[[ INPUT DATA open ]]

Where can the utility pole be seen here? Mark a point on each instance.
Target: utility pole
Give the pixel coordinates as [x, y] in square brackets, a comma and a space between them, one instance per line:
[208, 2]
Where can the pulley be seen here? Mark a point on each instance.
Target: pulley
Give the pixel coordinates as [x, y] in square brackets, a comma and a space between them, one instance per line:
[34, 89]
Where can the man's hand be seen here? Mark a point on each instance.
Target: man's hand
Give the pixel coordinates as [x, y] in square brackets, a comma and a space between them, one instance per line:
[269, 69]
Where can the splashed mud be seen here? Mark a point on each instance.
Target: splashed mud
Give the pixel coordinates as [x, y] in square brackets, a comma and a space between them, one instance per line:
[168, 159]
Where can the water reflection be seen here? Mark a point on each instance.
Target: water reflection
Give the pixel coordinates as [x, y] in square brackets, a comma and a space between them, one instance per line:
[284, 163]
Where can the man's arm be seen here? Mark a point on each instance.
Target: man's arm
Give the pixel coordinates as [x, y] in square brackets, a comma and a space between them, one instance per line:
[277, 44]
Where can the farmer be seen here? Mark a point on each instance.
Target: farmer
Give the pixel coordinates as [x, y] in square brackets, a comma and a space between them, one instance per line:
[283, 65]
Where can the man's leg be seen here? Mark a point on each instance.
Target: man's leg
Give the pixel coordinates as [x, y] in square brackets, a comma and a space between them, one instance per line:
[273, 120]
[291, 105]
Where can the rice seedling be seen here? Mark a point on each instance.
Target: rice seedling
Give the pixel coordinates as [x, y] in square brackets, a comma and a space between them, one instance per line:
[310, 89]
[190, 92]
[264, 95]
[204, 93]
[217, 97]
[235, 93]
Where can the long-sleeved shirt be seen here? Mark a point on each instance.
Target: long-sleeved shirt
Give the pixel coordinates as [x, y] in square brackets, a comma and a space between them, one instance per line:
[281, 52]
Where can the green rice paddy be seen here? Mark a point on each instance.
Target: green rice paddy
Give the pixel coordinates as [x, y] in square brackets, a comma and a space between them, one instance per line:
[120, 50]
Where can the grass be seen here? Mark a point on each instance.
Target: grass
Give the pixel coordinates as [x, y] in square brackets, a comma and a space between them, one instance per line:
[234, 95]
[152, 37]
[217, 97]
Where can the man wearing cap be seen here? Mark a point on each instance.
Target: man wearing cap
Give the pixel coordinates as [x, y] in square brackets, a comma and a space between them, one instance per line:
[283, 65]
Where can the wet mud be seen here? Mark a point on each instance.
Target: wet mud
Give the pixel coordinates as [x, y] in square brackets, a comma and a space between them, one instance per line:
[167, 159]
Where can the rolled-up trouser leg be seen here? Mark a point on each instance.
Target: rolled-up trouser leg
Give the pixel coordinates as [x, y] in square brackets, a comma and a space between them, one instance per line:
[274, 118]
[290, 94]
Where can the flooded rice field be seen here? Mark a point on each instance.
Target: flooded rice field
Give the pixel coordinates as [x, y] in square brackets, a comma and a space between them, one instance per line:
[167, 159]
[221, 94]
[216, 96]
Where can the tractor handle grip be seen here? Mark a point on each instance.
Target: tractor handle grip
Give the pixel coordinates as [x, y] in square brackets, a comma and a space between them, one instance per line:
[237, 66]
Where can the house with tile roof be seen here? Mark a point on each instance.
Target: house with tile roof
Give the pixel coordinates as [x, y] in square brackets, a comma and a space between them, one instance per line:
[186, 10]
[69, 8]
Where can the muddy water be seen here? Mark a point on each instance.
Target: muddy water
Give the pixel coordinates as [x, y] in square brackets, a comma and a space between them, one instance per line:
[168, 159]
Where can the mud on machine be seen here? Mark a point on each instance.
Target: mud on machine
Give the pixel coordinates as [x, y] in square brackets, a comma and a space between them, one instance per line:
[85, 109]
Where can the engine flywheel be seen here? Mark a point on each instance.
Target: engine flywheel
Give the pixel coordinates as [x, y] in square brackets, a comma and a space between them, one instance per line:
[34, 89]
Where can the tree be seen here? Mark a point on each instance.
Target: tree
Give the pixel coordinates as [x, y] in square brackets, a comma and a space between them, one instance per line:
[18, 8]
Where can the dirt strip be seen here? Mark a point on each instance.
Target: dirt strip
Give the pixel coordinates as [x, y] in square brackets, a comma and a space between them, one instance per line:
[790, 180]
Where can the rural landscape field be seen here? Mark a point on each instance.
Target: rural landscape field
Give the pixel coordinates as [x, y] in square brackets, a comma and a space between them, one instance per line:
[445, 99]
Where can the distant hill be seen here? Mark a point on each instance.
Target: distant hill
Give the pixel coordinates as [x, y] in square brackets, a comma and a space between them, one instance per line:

[[ INPUT DATA closed ]]

_WHAT YOU SHOULD DO_. Print the listing exactly. Every line must match.

_EXERCISE ANSWER_.
Where can the utility pole be seen here? Mark a point on each instance.
Target: utility pole
Give the pixel coordinates as [x, y] in square brackets, a comma and a space between them, one instance per line:
[208, 2]
Where can the pulley be seen here? Mark a point on each instance.
Target: pulley
Give the pixel coordinates as [x, y] in square brackets, a comma and a space between them, one instance per line:
[34, 89]
Where can the man's hand be seen here? Mark a point on each instance.
Target: man's hand
Give the pixel coordinates as [x, y] in square brackets, a comma and a space between them, one instance per line:
[269, 69]
Where can the splashed mud be seen here? Mark a point on each instance.
Target: splashed mud
Give the pixel coordinates as [x, y] in square brackets, a comma and a space between them, one instance per line:
[168, 159]
Where can the water reflection be seen here? Mark a point on each instance.
Target: water reflection
Give the pixel coordinates as [x, y] in square brackets, a comma and a space between them, one instance per line:
[284, 163]
Where can the man's arm be seen here? Mark a point on each instance.
Target: man's arm
Give the pixel coordinates as [x, y] in square brackets, a comma and a space between them, one instance per line:
[277, 44]
Where can the farmer be seen here? Mark a point on each instance.
Target: farmer
Give the pixel coordinates as [x, y] in square brackets, a comma and a space between them, one instance per line:
[283, 65]
Where can the man's leg be seen here? Mark a point on each instance.
Target: man's leg
Give the pixel coordinates as [x, y] in square brackets, a comma and a space between them, one instance per line:
[273, 120]
[291, 105]
Where can the rice seedling be seen here? Mark a point on each instance.
Target: rice seedling
Give the pixel coordinates as [x, y] in square brackets, a comma and a space between them, one instance per line:
[310, 89]
[190, 92]
[264, 95]
[204, 93]
[217, 97]
[235, 93]
Where can the long-sleeved shirt be seen here? Mark a point on each instance.
Target: long-sleeved shirt
Give the pixel coordinates as [x, y] in square brackets, a comma and a space between them, one instance per line:
[281, 52]
Where can the green rice paddy be seen here? Mark a point on each instance.
Target: green rice paddy
Give the pixel coordinates as [x, y] in square brackets, a comma and a space between them, one instance per line:
[120, 50]
Where can the grass be seen here? Mark a point on each instance.
Target: grass
Give the pixel coordinates as [x, y] in square brackets, a comma and a space between them, one instance per line:
[234, 95]
[152, 37]
[217, 97]
Where can the man wearing cap be seen here? Mark a point on each instance.
Target: man wearing cap
Give the pixel coordinates as [x, y] in square brackets, a comma and a space between them, one instance per line:
[283, 65]
Where can the wet mud be seen here? Mark a point on each instance.
Target: wet mud
Give the pixel coordinates as [x, y] in square brackets, a comma and a space between them, one instance per line:
[167, 159]
Where can the rolled-up trouser leg be seen here? Mark a point on each instance.
Target: rolled-up trouser leg
Give the pixel coordinates as [x, y] in square brackets, a comma and a space between them, one instance per line:
[274, 118]
[290, 94]
Where can the flooded rice field be seen here? Mark a point on each instance.
Target: flooded rice field
Give the pixel coordinates as [x, y] in square brackets, a comma and a space between them, one instance per line:
[167, 159]
[221, 94]
[216, 96]
Where can the tractor handle grip be seen here? Mark a point on each instance.
Target: tractor handle grip
Give the pixel coordinates as [x, y] in square brackets, a comma and a space between them, one instance per line:
[237, 66]
Where can the house with tile roof be seen here? Mark a point on each instance.
Target: house with tile roof
Give the pixel coordinates as [x, y] in square brackets, a comma and a space between them, one instance per line:
[186, 10]
[69, 8]
Where can the muddy water be seen here? Mark a point on each instance.
Target: muddy water
Give the pixel coordinates as [x, y] in square brackets, a comma and a space between them, one instance per line:
[168, 159]
Where can the mud on machine be seen here? Mark a point on each instance.
Target: mud on machine
Give the pixel coordinates as [x, y] in square brackets, a comma and a space between them, one instance per line:
[85, 109]
Where can the engine flywheel be seen here? Mark a point on each instance.
Target: engine flywheel
Give the pixel coordinates as [x, y] in square brackets, a comma and a space between them, one instance per line:
[34, 89]
Where can the tree be seen here? Mark a point on each instance.
Target: tree
Give the pixel coordinates as [x, y] in square brackets, a comma and a space between them, one instance per line:
[18, 8]
Where can the dirt strip be seen here? Mark a point on each instance.
Target: dirt strip
Give the pixel coordinates as [x, y] in square brackets, a comma and a space between them, one instance per line:
[790, 180]
Where can the rural landscape field be seen here? Mark a point on each instance.
Target: rural landscape field
Give the pixel coordinates as [x, y] in square brackets, a comma and a space between them, one instance per line:
[445, 99]
Where can the distant hill be seen here? Mark a point on each instance.
Target: distant hill
Give the pixel coordinates as [x, y] in square brackets, a comma and a space between them, one instance per line:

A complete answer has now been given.